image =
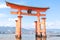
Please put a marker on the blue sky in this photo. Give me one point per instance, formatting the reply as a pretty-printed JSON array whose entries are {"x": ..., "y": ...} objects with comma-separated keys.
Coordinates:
[{"x": 52, "y": 14}]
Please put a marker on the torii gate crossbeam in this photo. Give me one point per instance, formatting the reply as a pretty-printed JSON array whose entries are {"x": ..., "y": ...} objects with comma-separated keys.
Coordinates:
[{"x": 29, "y": 9}]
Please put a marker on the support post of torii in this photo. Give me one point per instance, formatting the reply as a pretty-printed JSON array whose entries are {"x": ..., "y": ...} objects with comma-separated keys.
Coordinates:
[
  {"x": 18, "y": 26},
  {"x": 44, "y": 27},
  {"x": 28, "y": 9}
]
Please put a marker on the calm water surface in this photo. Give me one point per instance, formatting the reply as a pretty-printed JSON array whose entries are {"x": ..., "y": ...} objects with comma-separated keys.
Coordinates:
[{"x": 26, "y": 37}]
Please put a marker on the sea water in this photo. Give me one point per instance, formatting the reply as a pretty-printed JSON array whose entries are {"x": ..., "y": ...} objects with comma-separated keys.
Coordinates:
[{"x": 27, "y": 37}]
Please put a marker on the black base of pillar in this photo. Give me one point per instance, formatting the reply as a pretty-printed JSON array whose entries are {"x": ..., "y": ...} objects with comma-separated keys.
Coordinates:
[{"x": 19, "y": 37}]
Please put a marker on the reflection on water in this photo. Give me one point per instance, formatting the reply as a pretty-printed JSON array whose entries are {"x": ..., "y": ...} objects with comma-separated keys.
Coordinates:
[
  {"x": 43, "y": 38},
  {"x": 37, "y": 38}
]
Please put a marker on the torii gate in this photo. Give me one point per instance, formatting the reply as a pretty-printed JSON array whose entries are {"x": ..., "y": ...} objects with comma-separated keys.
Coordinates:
[{"x": 29, "y": 9}]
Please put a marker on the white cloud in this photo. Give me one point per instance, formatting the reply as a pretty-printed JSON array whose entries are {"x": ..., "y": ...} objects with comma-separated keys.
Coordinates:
[
  {"x": 3, "y": 6},
  {"x": 53, "y": 25}
]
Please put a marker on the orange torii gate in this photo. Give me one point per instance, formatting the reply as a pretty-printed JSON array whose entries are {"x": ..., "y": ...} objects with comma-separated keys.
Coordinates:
[{"x": 29, "y": 9}]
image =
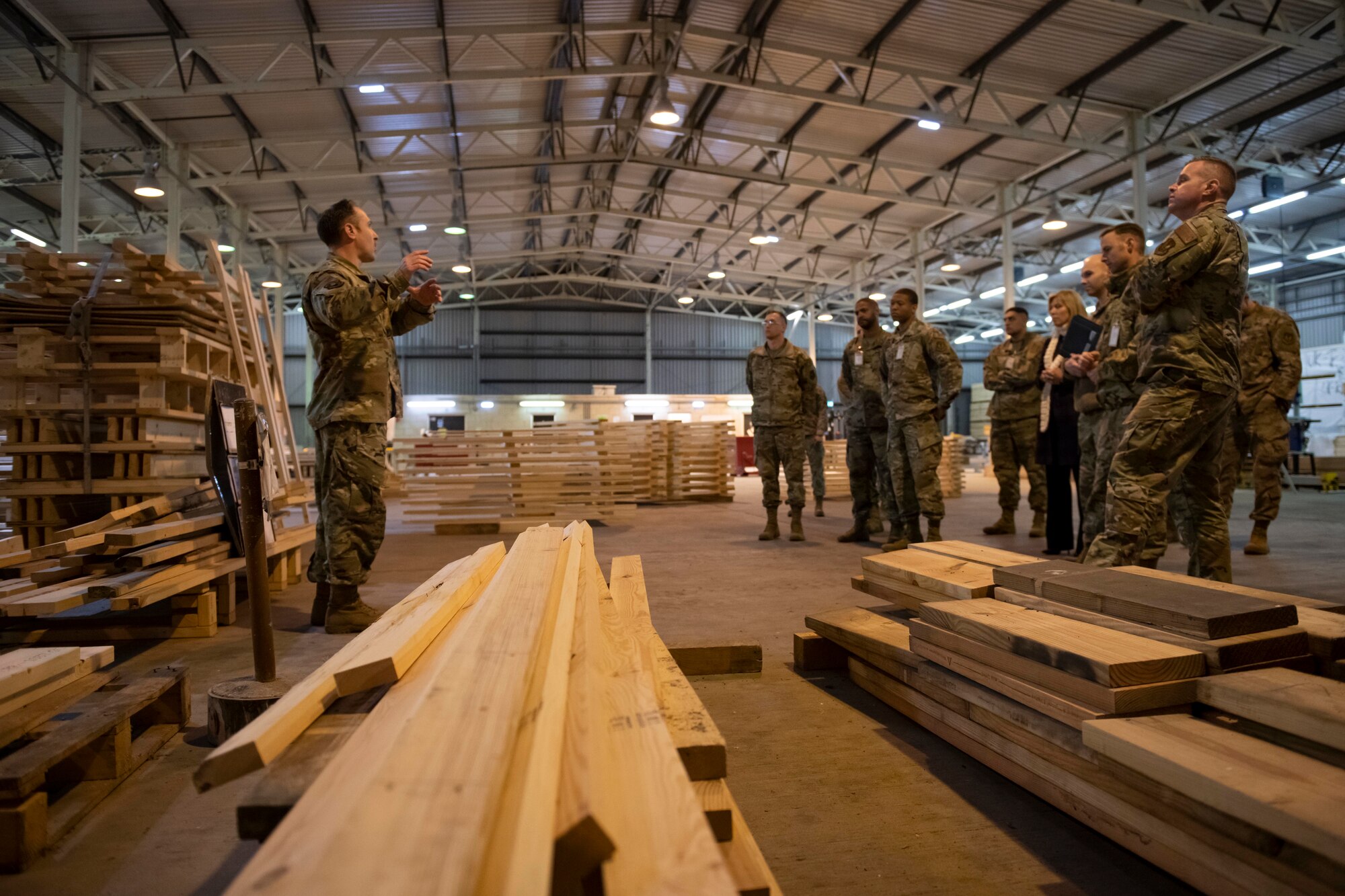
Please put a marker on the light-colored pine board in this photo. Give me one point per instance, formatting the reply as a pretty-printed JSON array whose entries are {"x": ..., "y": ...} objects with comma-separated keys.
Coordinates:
[
  {"x": 1268, "y": 786},
  {"x": 1110, "y": 658},
  {"x": 1309, "y": 706}
]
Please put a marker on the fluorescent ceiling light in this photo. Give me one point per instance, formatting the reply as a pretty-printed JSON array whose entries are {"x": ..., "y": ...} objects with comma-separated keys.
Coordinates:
[
  {"x": 1277, "y": 204},
  {"x": 25, "y": 235}
]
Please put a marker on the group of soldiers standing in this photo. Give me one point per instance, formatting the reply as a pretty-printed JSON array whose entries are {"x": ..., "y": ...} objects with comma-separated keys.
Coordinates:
[{"x": 1190, "y": 376}]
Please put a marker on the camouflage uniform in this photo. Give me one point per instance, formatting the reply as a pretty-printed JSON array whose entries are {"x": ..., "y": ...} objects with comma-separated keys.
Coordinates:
[
  {"x": 817, "y": 448},
  {"x": 1270, "y": 364},
  {"x": 1190, "y": 292},
  {"x": 867, "y": 427},
  {"x": 785, "y": 392},
  {"x": 1012, "y": 373},
  {"x": 921, "y": 374},
  {"x": 352, "y": 322}
]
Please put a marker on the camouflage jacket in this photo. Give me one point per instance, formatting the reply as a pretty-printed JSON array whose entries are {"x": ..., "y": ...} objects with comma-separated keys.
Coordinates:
[
  {"x": 1191, "y": 294},
  {"x": 1118, "y": 369},
  {"x": 921, "y": 372},
  {"x": 861, "y": 381},
  {"x": 785, "y": 386},
  {"x": 1012, "y": 372},
  {"x": 352, "y": 322},
  {"x": 1269, "y": 356}
]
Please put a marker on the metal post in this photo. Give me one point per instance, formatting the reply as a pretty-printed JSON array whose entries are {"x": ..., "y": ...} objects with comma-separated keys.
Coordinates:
[
  {"x": 72, "y": 124},
  {"x": 255, "y": 537}
]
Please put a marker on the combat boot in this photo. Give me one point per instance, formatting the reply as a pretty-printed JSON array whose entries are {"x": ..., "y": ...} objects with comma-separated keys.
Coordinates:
[
  {"x": 773, "y": 526},
  {"x": 346, "y": 612},
  {"x": 1257, "y": 544},
  {"x": 1039, "y": 525},
  {"x": 318, "y": 616},
  {"x": 859, "y": 532}
]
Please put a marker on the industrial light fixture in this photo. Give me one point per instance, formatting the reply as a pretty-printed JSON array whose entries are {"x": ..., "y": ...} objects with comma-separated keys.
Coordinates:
[
  {"x": 664, "y": 112},
  {"x": 1277, "y": 204},
  {"x": 149, "y": 184},
  {"x": 25, "y": 235}
]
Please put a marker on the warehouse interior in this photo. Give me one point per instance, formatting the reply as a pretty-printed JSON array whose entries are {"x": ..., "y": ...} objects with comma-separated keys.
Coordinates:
[{"x": 617, "y": 198}]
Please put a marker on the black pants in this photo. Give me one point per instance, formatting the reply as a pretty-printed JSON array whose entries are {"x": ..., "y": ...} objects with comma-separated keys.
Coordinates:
[{"x": 1061, "y": 507}]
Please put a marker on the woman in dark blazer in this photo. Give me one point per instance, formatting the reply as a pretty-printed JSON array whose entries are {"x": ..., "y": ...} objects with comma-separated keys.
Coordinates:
[{"x": 1058, "y": 436}]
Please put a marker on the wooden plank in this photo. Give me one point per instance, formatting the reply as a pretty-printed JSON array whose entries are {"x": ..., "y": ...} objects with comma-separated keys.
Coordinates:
[
  {"x": 28, "y": 666},
  {"x": 1309, "y": 706},
  {"x": 1091, "y": 694},
  {"x": 1222, "y": 654},
  {"x": 958, "y": 579},
  {"x": 1190, "y": 610},
  {"x": 410, "y": 805},
  {"x": 387, "y": 657},
  {"x": 718, "y": 658},
  {"x": 1110, "y": 658},
  {"x": 1268, "y": 786},
  {"x": 697, "y": 737}
]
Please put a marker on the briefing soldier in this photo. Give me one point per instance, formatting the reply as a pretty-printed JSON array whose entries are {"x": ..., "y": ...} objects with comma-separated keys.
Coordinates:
[
  {"x": 867, "y": 425},
  {"x": 352, "y": 322},
  {"x": 922, "y": 377},
  {"x": 1270, "y": 362},
  {"x": 1011, "y": 372},
  {"x": 817, "y": 451},
  {"x": 785, "y": 392},
  {"x": 1190, "y": 294}
]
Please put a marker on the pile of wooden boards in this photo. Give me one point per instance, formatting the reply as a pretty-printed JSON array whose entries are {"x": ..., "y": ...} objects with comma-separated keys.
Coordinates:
[
  {"x": 163, "y": 568},
  {"x": 1167, "y": 713},
  {"x": 71, "y": 731},
  {"x": 532, "y": 732},
  {"x": 158, "y": 334}
]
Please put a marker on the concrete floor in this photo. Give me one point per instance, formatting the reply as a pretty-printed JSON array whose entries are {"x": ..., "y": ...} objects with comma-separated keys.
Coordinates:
[{"x": 844, "y": 794}]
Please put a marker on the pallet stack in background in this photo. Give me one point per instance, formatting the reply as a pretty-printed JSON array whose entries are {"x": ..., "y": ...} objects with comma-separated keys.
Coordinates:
[{"x": 1175, "y": 716}]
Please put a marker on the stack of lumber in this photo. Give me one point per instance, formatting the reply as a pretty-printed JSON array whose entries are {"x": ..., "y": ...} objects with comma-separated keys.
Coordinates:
[
  {"x": 158, "y": 335},
  {"x": 1118, "y": 698},
  {"x": 493, "y": 482},
  {"x": 162, "y": 568},
  {"x": 71, "y": 732},
  {"x": 532, "y": 732}
]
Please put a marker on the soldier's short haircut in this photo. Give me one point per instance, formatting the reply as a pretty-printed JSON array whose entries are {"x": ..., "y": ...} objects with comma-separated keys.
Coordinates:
[
  {"x": 1225, "y": 174},
  {"x": 1128, "y": 231},
  {"x": 330, "y": 222}
]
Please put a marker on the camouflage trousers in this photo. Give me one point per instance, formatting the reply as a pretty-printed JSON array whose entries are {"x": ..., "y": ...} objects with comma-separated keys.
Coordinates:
[
  {"x": 817, "y": 451},
  {"x": 871, "y": 482},
  {"x": 915, "y": 447},
  {"x": 1013, "y": 444},
  {"x": 1265, "y": 434},
  {"x": 779, "y": 447},
  {"x": 1175, "y": 431},
  {"x": 352, "y": 514}
]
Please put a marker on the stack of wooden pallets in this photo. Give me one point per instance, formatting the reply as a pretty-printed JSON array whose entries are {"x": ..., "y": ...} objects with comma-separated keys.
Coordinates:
[
  {"x": 1168, "y": 715},
  {"x": 578, "y": 752},
  {"x": 71, "y": 732}
]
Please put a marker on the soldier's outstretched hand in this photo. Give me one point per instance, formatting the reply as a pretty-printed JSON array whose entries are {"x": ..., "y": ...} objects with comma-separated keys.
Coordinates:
[
  {"x": 428, "y": 294},
  {"x": 419, "y": 260}
]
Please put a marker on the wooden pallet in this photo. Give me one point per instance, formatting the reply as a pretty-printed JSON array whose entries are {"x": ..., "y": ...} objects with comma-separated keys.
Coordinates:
[{"x": 63, "y": 768}]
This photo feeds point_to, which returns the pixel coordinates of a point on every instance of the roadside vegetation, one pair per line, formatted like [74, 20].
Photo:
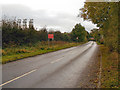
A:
[19, 42]
[109, 77]
[105, 15]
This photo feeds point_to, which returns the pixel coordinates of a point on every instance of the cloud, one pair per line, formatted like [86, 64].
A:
[63, 21]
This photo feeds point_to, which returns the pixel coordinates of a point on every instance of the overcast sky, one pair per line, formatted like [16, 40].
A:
[57, 14]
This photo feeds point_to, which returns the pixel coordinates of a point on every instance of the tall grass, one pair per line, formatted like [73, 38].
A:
[109, 77]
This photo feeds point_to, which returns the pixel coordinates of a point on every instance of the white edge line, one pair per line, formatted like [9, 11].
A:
[17, 78]
[56, 60]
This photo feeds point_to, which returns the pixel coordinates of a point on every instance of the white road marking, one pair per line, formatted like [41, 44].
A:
[56, 60]
[17, 78]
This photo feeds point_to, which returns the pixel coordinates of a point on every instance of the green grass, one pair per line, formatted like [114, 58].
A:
[15, 53]
[109, 77]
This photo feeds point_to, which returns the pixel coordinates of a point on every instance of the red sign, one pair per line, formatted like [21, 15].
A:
[50, 36]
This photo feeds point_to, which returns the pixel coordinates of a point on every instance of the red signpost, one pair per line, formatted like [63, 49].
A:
[50, 36]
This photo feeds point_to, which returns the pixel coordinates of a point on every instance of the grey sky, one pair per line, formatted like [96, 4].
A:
[57, 14]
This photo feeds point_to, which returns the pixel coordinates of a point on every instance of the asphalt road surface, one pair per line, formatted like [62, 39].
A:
[60, 69]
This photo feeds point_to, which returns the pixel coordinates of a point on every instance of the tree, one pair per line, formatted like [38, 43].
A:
[105, 15]
[78, 33]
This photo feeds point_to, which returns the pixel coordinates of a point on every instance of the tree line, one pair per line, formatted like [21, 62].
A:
[105, 15]
[12, 35]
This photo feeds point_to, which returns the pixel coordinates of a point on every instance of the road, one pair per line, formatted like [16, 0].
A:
[60, 69]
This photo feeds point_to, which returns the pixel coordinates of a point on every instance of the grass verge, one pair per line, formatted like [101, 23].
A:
[16, 53]
[109, 74]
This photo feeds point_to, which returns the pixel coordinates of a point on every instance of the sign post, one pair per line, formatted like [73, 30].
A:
[50, 36]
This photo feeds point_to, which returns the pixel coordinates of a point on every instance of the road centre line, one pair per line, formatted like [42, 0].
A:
[17, 78]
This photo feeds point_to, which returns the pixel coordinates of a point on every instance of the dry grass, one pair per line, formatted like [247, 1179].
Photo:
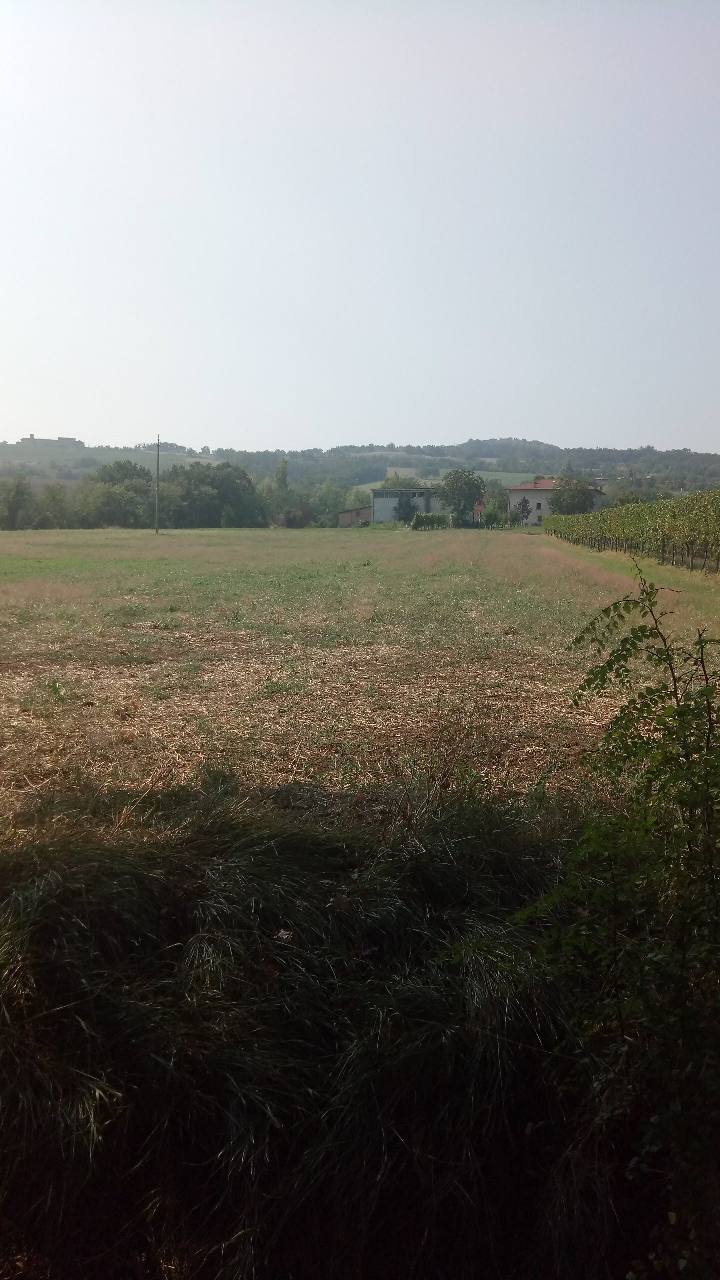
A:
[332, 671]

------------------------

Output only the lines running from the line with "like [101, 23]." through the last line of the entries above, inclusive, with pictures excluded.

This photo feeds point_to, which returns the pixel coordinates of a point on every instance of the grass verge, one pair per line, formatted like [101, 23].
A:
[16, 53]
[109, 74]
This photo feeds point_to, which returns the pixel coordinates of a point on every instance of the sign post, one pair per line, formatted like [73, 30].
A:
[50, 36]
This photo feeds point_to, which returns the pixel coordinates of a point on every instance of the road centre line, one pair per line, formatted like [42, 0].
A:
[17, 78]
This photo feeds point_to, which returns the pixel coordinates of a point on every instance of the dry grass, one pair per line, formatted like [247, 1179].
Photo:
A:
[332, 671]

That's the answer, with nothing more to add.